**REQUIREMENTS:** Reproduce word for word the passage of the forum thread on lamb and mutton, starting with "Lora - I'm not" and going on through "16-17kg dressed weight).".

++++ PAGE TEXT ++++

Ronnie, how do you cook your mutton? What do you consider a mutton (Different cultures consider a sheep to be mutton at different ages)? What is a hogget? small pig? 

I like lamb but don't like it _as much_ from the wool breeds as from the hair breeds; most of the lamb in our grocery stores seems to be Enzedd
or Aussie imported lamb, so it has been frozen and transported and may be a bit 'off' on flavor.

I love the lamb I raise and butcher myself - a crossbred flock of Dorper, Katahdin, Black Hawaiian, Barbado, Texas Dall, and Mouflon. Just got a Jacob's ewe the other day, too. We breed for meat as well as for the game ranches, here in Texas you can make good money if a ram has good horns.

Lora


----------



## Maura (Jun 6, 2004)

We butchered our Black Welsh Mountain ram at 11 months. Very mild tasting. When a label of fine tasting is attached to a breed, it usually means that it is low on flavor, but many people prefer the mild taste. If you like your sheep meat to taste like sheep, either get an older sheep, over one year, or buy a breed that is not considered good tasting. Personally, I prefer a stronger taste and plan on raising a different breed next summer to butcher.


----------



## Philip (Sep 26, 2005)

Lora - Lamb (in NZ terminology) is less than 1 year old, Hogget 1 to 2 year, Mutton anything after that (but sometimes used for older animals). The usual classification here is Lamb, Hogget, then 'teeth', as in 4-tooth, 6-tooth etc, referring to the ages that sheeps teeth erupt.
I would say that the nicest is hogget, followed by mutton, with lamb a poor third. Tender but hasn't had enough time to build up flavour.
Ronney - good on yer mate, tell it like it is. Kiwi farmers are the least protected of any in the world, its produce or die, and if you have an inferior product you go to the wall without any government assistance to save you


----------



## Lora (Sep 19, 2005)

Thanks. Many times, "Lamb" sold here in Texas is probably hogget or older, because it seems to be darker red than the lamb I butcher at home. (Usually not much over 6 months old).


----------



## Philip (Sep 26, 2005)

Lora - I'm not sure, but the colour of the meat may be influenced by what the lamb has been feeding on, and the age it was slaughtered. NZ sheep are exclusively grass feed (including hay or silage), with lambs usually killed at about 4-5 months (the aim is to get them to about 16-17kg dressed weight).
The older the animal and the type of feed normally influences meat colour - An example of this difference in feed and age can be seen in the difference between domestic and wild pork - one almost white, the other deep brown


----------



## moonwolf (Sep 20, 2004)

backachersfarm said:


> You don't know how long what you bought in the store was frozen and how many times it was handled and prethawed before it made it to your shopping cart. Sharon


The frozen N.Z. lamb I bought before in the store was dated, so I knew how old it was frozen. When thawed it looked fresh and tasted very good. I doubt it was thawed before. It also was hemisealed tight, so it couldn't have been handled directly. 
Safeway is the one offering it and they always mark a package of meat if it has been prethawed.


----------



## kesoaps (Dec 18, 2004)

++++ RECORDS ++++

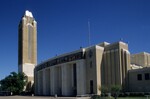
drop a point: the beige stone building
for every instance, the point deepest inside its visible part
(83, 71)
(139, 80)
(27, 43)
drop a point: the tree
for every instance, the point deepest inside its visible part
(14, 83)
(115, 89)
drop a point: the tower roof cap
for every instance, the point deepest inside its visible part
(28, 13)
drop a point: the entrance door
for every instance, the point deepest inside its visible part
(91, 86)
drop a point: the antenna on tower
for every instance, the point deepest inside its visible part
(89, 33)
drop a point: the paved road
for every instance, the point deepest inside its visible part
(35, 97)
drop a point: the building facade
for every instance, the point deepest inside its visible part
(27, 43)
(84, 71)
(139, 80)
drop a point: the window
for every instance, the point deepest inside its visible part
(91, 86)
(146, 76)
(90, 64)
(139, 77)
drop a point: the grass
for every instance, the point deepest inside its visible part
(133, 98)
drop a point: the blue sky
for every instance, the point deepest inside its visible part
(63, 26)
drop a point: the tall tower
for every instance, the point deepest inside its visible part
(27, 45)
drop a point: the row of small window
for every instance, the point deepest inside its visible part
(146, 75)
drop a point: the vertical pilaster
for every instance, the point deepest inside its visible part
(81, 77)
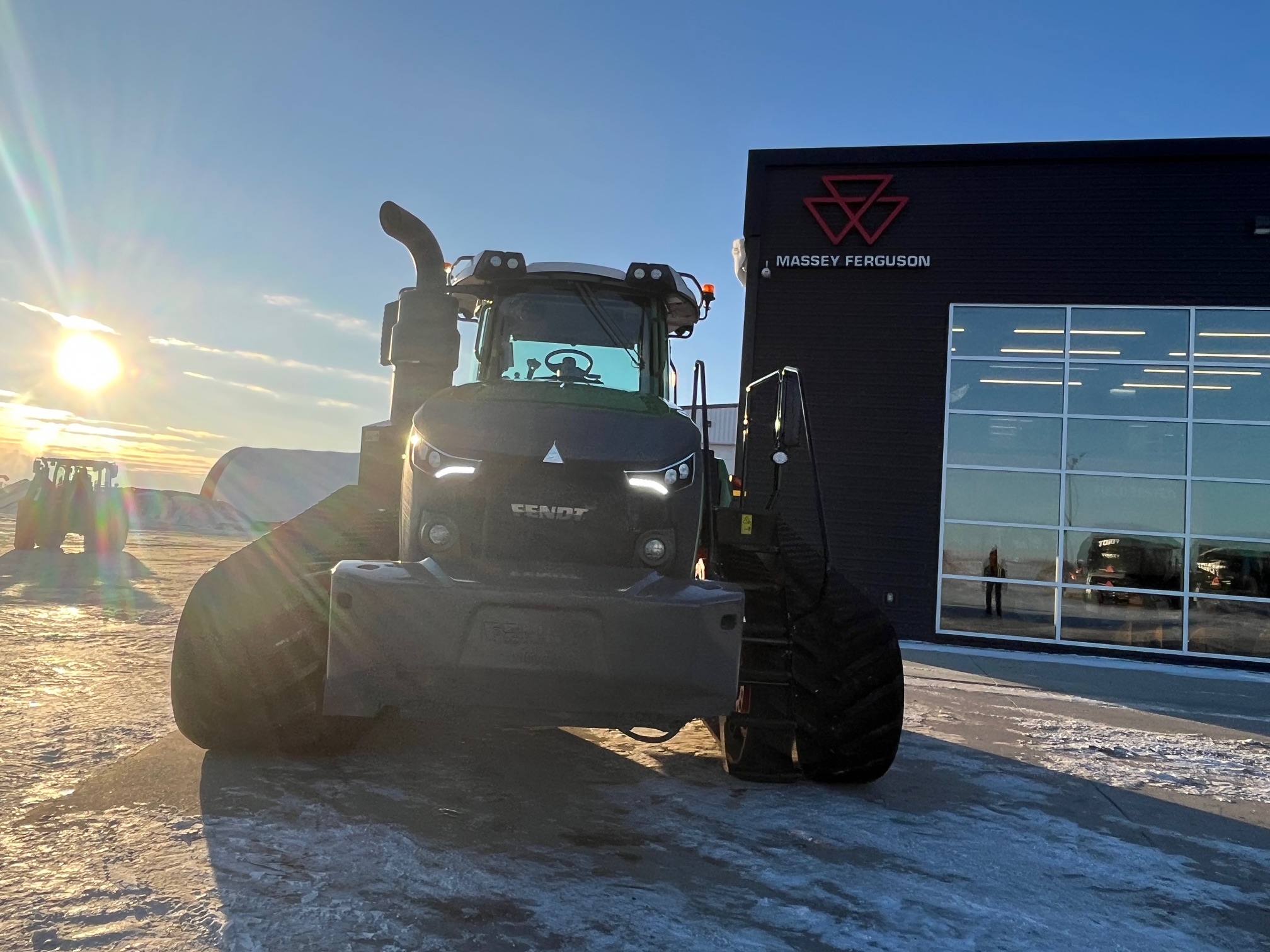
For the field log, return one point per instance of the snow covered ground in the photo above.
(1016, 818)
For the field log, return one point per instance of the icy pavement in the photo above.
(998, 828)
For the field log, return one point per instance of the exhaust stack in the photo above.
(420, 341)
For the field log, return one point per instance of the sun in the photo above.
(87, 362)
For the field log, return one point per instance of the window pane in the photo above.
(1127, 446)
(1231, 451)
(1126, 503)
(1128, 618)
(1022, 611)
(1131, 332)
(1116, 560)
(993, 496)
(1225, 627)
(1231, 509)
(1032, 442)
(991, 332)
(1127, 390)
(1232, 394)
(1021, 553)
(996, 385)
(1231, 568)
(1232, 336)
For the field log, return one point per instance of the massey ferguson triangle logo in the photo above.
(855, 206)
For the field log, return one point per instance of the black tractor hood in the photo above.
(586, 424)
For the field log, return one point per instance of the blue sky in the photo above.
(210, 173)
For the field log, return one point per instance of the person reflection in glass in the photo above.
(993, 569)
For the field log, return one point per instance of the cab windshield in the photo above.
(575, 334)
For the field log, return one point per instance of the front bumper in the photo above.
(557, 645)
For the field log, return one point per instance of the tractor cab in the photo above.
(576, 326)
(72, 497)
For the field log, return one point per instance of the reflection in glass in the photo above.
(1231, 509)
(1132, 333)
(1130, 618)
(1232, 394)
(1126, 503)
(1228, 627)
(992, 332)
(1127, 390)
(1021, 553)
(1232, 451)
(1232, 336)
(1114, 560)
(997, 496)
(1027, 442)
(1127, 446)
(1231, 568)
(1025, 611)
(1001, 385)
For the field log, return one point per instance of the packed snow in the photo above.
(116, 833)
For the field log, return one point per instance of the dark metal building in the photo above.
(1039, 380)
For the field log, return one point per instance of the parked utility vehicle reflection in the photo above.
(1106, 564)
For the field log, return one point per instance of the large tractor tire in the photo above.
(54, 519)
(25, 532)
(847, 672)
(249, 662)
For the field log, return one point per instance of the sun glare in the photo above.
(87, 362)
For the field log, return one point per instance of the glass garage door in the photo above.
(1106, 478)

++++

**WORKED ANSWER:**
Lora - I'm not sure, but the colour of the meat may be influenced by what the lamb has been feeding on, and the age it was slaughtered. NZ sheep are exclusively grass feed (including hay or silage), with lambs usually killed at about 4-5 months (the aim is to get them to about 16-17kg dressed weight).